▶ [Required work]: Give as output the line that contains "Each instance receives one keypoint. Tag the black riding helmet", followed by every remaining line of the entries, unchanged and with nothing added.

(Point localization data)

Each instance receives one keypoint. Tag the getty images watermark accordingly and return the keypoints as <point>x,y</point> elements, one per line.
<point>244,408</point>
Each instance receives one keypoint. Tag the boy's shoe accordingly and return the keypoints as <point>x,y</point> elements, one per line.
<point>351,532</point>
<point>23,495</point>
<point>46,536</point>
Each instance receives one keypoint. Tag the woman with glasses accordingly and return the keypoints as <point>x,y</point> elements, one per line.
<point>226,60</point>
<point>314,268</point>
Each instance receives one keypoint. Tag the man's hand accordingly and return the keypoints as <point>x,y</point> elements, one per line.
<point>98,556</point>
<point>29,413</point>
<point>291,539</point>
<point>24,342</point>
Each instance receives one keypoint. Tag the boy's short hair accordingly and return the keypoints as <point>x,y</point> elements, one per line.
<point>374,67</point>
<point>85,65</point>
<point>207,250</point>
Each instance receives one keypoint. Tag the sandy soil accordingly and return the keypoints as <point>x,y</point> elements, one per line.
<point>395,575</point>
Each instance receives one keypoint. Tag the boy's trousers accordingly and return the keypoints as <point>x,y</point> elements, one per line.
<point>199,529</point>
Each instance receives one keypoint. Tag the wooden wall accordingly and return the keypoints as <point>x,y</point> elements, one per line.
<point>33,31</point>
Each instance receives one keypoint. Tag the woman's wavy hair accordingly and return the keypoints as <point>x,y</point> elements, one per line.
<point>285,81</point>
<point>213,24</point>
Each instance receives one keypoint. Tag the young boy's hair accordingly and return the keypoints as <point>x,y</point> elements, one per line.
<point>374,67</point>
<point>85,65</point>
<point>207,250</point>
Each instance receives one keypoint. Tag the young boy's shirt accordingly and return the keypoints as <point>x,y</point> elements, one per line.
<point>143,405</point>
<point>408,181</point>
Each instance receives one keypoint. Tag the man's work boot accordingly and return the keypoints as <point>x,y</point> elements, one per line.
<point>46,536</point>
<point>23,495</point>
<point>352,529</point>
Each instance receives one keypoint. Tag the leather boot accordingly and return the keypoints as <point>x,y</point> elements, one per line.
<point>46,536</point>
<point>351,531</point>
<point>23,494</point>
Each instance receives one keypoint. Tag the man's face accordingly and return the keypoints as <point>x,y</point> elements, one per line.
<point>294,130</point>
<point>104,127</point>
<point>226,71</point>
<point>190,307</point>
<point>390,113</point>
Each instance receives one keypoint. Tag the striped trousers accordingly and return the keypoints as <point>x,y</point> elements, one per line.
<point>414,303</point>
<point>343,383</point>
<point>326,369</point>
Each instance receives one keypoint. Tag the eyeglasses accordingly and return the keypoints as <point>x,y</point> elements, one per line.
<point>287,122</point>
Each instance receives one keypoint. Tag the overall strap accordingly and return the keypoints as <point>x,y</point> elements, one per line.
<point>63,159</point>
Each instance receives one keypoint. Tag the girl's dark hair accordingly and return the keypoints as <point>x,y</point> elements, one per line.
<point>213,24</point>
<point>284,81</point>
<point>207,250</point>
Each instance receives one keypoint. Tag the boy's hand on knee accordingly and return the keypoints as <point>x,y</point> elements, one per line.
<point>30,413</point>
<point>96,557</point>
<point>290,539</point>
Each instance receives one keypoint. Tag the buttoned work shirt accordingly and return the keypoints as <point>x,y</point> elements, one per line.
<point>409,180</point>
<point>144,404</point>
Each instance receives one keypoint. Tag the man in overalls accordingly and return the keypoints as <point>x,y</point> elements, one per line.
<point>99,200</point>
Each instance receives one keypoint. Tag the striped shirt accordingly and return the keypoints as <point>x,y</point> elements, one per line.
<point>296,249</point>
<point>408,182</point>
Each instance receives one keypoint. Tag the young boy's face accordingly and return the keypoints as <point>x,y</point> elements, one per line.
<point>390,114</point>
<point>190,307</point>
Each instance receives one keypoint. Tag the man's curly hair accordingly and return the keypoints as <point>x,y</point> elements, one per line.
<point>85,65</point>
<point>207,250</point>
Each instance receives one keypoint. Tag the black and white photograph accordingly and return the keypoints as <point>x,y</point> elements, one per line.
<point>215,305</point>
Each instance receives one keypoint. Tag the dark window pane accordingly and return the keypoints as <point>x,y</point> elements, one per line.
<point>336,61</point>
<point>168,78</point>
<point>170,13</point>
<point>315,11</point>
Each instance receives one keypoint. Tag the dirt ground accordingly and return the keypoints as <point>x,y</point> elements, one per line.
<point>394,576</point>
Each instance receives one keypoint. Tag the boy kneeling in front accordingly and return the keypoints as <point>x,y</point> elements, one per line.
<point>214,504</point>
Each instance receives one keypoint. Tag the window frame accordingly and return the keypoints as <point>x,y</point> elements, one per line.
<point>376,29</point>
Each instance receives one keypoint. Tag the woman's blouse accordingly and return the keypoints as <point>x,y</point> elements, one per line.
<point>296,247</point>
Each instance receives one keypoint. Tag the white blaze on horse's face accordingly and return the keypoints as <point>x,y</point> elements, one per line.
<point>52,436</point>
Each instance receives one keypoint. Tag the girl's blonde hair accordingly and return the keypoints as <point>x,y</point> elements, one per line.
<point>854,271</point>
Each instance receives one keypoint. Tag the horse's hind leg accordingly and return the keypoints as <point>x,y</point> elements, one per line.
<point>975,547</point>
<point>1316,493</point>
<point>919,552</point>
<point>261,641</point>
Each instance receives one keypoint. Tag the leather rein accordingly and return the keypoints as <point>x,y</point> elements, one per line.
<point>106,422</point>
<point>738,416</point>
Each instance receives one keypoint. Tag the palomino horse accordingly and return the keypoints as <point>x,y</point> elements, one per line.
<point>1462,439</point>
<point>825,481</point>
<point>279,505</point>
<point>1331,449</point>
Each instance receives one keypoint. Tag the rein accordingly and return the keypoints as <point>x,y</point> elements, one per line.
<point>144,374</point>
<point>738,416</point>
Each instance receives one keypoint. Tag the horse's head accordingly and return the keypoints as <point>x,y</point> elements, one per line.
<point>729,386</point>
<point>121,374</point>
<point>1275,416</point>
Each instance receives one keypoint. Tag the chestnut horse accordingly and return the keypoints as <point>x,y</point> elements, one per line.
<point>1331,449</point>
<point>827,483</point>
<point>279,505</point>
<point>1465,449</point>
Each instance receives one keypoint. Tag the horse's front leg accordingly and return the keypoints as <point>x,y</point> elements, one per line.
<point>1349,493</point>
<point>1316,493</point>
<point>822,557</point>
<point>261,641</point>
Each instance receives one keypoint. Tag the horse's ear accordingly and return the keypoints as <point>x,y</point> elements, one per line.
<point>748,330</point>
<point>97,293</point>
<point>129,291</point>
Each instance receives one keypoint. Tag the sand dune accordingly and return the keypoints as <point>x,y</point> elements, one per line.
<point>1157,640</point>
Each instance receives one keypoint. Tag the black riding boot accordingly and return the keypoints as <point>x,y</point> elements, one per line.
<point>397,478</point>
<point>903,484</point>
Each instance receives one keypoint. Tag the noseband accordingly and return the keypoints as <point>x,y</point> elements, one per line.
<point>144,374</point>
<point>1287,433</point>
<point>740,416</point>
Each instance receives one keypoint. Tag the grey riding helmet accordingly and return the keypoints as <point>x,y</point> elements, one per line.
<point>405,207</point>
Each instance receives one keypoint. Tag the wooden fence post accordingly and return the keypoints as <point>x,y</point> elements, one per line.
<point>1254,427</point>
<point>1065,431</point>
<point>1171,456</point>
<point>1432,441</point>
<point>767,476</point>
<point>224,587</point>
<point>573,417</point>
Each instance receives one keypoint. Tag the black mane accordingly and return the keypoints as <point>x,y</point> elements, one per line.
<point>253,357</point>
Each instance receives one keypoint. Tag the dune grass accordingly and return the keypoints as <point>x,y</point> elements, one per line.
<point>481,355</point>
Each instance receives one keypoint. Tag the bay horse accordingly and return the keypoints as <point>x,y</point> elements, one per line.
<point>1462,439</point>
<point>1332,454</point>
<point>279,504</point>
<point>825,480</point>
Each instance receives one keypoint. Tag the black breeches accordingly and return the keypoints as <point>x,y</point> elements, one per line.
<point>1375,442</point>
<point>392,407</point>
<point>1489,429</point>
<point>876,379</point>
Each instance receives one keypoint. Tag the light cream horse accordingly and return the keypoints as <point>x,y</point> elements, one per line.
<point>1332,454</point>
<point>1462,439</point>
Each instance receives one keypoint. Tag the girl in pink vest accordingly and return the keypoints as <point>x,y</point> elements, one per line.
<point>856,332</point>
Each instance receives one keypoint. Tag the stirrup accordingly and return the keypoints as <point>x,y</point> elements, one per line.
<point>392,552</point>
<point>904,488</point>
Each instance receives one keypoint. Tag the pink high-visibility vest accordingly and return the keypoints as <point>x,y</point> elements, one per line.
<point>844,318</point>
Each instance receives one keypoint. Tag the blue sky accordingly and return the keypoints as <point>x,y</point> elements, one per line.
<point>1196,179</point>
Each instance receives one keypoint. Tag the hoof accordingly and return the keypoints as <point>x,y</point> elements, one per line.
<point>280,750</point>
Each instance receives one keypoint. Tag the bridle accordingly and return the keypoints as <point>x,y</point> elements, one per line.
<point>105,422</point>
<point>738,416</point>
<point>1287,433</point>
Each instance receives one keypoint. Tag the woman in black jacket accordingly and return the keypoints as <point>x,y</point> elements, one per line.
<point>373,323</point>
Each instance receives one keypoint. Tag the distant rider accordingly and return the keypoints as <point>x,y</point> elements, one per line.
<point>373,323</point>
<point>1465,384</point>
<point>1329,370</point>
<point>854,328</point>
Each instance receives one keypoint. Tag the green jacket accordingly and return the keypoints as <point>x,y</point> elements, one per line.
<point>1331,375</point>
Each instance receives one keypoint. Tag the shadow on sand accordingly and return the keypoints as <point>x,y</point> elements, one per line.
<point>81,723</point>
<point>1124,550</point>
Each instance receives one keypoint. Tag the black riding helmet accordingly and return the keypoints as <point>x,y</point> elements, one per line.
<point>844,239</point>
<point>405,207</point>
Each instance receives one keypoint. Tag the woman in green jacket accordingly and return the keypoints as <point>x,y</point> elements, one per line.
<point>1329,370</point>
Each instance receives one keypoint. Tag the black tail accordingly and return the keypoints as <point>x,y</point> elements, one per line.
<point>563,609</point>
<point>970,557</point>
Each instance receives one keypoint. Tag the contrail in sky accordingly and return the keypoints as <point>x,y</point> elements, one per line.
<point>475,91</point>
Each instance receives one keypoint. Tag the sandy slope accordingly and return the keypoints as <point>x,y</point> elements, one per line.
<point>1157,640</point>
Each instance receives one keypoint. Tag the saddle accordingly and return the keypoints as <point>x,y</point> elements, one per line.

▶ [Result for this exercise]:
Each instance receives one keypoint. Tag the black riding helmet accordingly and return the keypoints as <point>x,y</point> elements, one per line.
<point>844,239</point>
<point>405,207</point>
Each instance receives one keypoint. Tag the woman in green jacket accordingly and return the keypoints as <point>x,y</point> elements, one per line.
<point>1329,370</point>
Each instance receives one keypoint. Tag the black tail accordingly and return the keypoints as <point>x,y</point> elements, one per line.
<point>563,609</point>
<point>970,557</point>
Each instance receives one keypoint. Tag the contrail in sky accordingly and return the keypoints as <point>x,y</point> elements, one per line.
<point>475,91</point>
Each instance receives one keypoint. Tag the sandy slope accordingly and return the keypoints as <point>x,y</point> elements, one per line.
<point>1157,640</point>
Each instance receives one keypoint. Tag the saddle accordingly and return the keypoints as <point>x,y</point> elements, one per line.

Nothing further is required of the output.